***** DATA PROVIDED

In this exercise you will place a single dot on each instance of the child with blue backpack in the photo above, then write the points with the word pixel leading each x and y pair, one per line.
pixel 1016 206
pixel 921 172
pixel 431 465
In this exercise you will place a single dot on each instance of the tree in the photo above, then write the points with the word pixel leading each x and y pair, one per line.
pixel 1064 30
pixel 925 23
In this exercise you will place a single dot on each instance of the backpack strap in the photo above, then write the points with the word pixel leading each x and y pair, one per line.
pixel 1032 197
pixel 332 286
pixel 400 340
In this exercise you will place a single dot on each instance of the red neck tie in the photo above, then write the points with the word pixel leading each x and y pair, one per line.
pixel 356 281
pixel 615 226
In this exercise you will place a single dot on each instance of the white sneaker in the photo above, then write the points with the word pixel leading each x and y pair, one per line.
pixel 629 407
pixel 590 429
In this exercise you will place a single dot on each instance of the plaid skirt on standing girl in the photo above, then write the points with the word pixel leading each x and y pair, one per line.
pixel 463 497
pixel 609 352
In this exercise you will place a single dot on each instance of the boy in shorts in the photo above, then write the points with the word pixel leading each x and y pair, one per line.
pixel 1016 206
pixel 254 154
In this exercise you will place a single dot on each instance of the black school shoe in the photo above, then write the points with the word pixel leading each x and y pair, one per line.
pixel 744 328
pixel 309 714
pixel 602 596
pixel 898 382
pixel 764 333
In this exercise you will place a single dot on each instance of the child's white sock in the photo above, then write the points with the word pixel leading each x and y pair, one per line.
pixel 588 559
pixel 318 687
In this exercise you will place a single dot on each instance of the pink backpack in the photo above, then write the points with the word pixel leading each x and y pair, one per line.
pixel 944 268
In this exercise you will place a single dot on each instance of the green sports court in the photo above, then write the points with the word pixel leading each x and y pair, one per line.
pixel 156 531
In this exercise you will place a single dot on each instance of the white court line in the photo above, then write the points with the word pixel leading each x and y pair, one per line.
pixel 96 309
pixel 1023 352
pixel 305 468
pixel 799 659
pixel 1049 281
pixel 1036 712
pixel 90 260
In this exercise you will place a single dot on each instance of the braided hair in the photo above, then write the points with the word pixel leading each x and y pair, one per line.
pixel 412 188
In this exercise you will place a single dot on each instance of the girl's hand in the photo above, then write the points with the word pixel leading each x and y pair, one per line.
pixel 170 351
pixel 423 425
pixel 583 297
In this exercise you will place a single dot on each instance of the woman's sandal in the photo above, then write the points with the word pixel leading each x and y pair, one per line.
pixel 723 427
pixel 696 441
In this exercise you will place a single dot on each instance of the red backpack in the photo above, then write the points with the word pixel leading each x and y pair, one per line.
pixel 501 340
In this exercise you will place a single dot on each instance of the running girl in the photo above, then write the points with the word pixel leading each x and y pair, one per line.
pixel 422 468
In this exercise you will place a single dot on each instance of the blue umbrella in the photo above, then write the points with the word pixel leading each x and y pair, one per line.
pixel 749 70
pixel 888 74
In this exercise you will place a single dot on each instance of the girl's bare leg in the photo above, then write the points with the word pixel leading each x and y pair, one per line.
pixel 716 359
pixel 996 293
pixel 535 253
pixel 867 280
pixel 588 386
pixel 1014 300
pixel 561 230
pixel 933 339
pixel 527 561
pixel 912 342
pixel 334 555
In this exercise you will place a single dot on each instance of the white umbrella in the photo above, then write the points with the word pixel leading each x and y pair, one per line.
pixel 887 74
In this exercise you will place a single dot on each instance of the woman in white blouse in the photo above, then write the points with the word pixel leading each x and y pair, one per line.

**********

▸ **EXERCISE BRIEF**
The data given above must be transcribed exactly and completely.

▸ **OUTPUT FOR THIS TASK**
In this exercise you will place a single dot on each instance of the child with blue backpack in the photo above, then write the points with the word pixel leading each x and y pair, one per line.
pixel 1016 206
pixel 921 172
pixel 431 465
In this exercise you will place a single dot on each instance of the tree in the photo above, then write the points with the word pixel leading each x and y pair, one per line.
pixel 1064 30
pixel 925 23
In this exercise you will place a single dot on each instance of the backpack strap in the photo above, then write the points with the word pixel leading each x and y pair, one per line.
pixel 1032 197
pixel 332 286
pixel 400 340
In this exercise you will place a single dot on each instance of the red neck tie in the photo above, then write the points with the word pixel leading each x and y pair, one per line.
pixel 356 281
pixel 615 226
In this exercise you will place a single dot on each instance of the white sneaker in the photo above, then write the points with the word pixel leading each x and y pair, one per line.
pixel 629 407
pixel 590 429
In this exercise you will place a single dot on each instance of the plaid skirt on standing girl in the photo above, then write the points with the word pixel leading each x and y pair, one per line.
pixel 463 497
pixel 609 352
In this exercise you will place a single dot on each instance of the boy in shorts in the photo above, then write the points with the word pixel leading each x and y pair, one per line.
pixel 1016 206
pixel 254 154
In this exercise you will place a single dot on each instance of the black school shoe in the photo above, then write the points with the word pixel leading each x and y pair, one per line.
pixel 744 328
pixel 309 714
pixel 602 596
pixel 898 382
pixel 764 333
In this exercise you will place a single dot on each instance of the child's white sock in the photo above, then write the points with the word pixel leading each x and y pair, one per line.
pixel 588 559
pixel 318 687
In this exercise you will place a single dot on each instance of the pink backpack in the photo above, then write the points with the word pixel leading each x and y pair, one per line.
pixel 944 268
In this exercise you will place a single dot on each instance of the green sports court in the photo above, then write the points with the word pixel leading each x and y pair, one per line.
pixel 156 531
In this exercise you will place a single dot on each instance of the white court line in the photo above, then write the points with the word pixel leading each x and y pair, one per line.
pixel 96 309
pixel 1023 352
pixel 305 468
pixel 799 659
pixel 1049 281
pixel 1036 712
pixel 90 260
In this exercise you will place a single dot on each instance of the braided hair in the photo above, then write the points with the word pixel leading each x and y pair, one per line.
pixel 412 188
In this exercise you will place a single dot on each instance of the girl's hand in the photo above, then write the points with the word pixel leading each x and y pair, one per line.
pixel 170 351
pixel 423 425
pixel 583 297
In this exercise you will place a single dot on each instance of the woman's sandal in the photo above, then write the points with the word pixel leading each x and y pair, one per line.
pixel 723 427
pixel 696 441
In this exercise you will place a single dot on each instance of the red backpack in the photo above, then write the points with the word pixel leading each x and y pair, one per line.
pixel 501 340
In this exercise you will place a single dot on each instance of the running girl in the photo above, then write the points with the word pixel leading each x and y pair, one per line.
pixel 422 468
In this exercise you will place a single dot on each instance of the blue umbrella in the photo above, then write the points with the word pixel leading each x and y pair, one per line.
pixel 749 70
pixel 888 74
In this exercise you will place a single dot on each instance of the girl's bare leg in the photo above, then write the points with the word pixel leading each x and y pair, one per line.
pixel 716 359
pixel 996 293
pixel 535 253
pixel 867 280
pixel 588 386
pixel 1014 300
pixel 561 230
pixel 933 339
pixel 527 561
pixel 912 342
pixel 334 555
In this exercise you will place a single dot on each instance of the white umbrella in the photo above, then write the points with the word pixel leading each x and y pair, one per line.
pixel 887 74
In this exercise you will place a single dot on each instance of the woman in white blouse in the photo above, then write the points with the word pixel leading each x and y pair, one per line.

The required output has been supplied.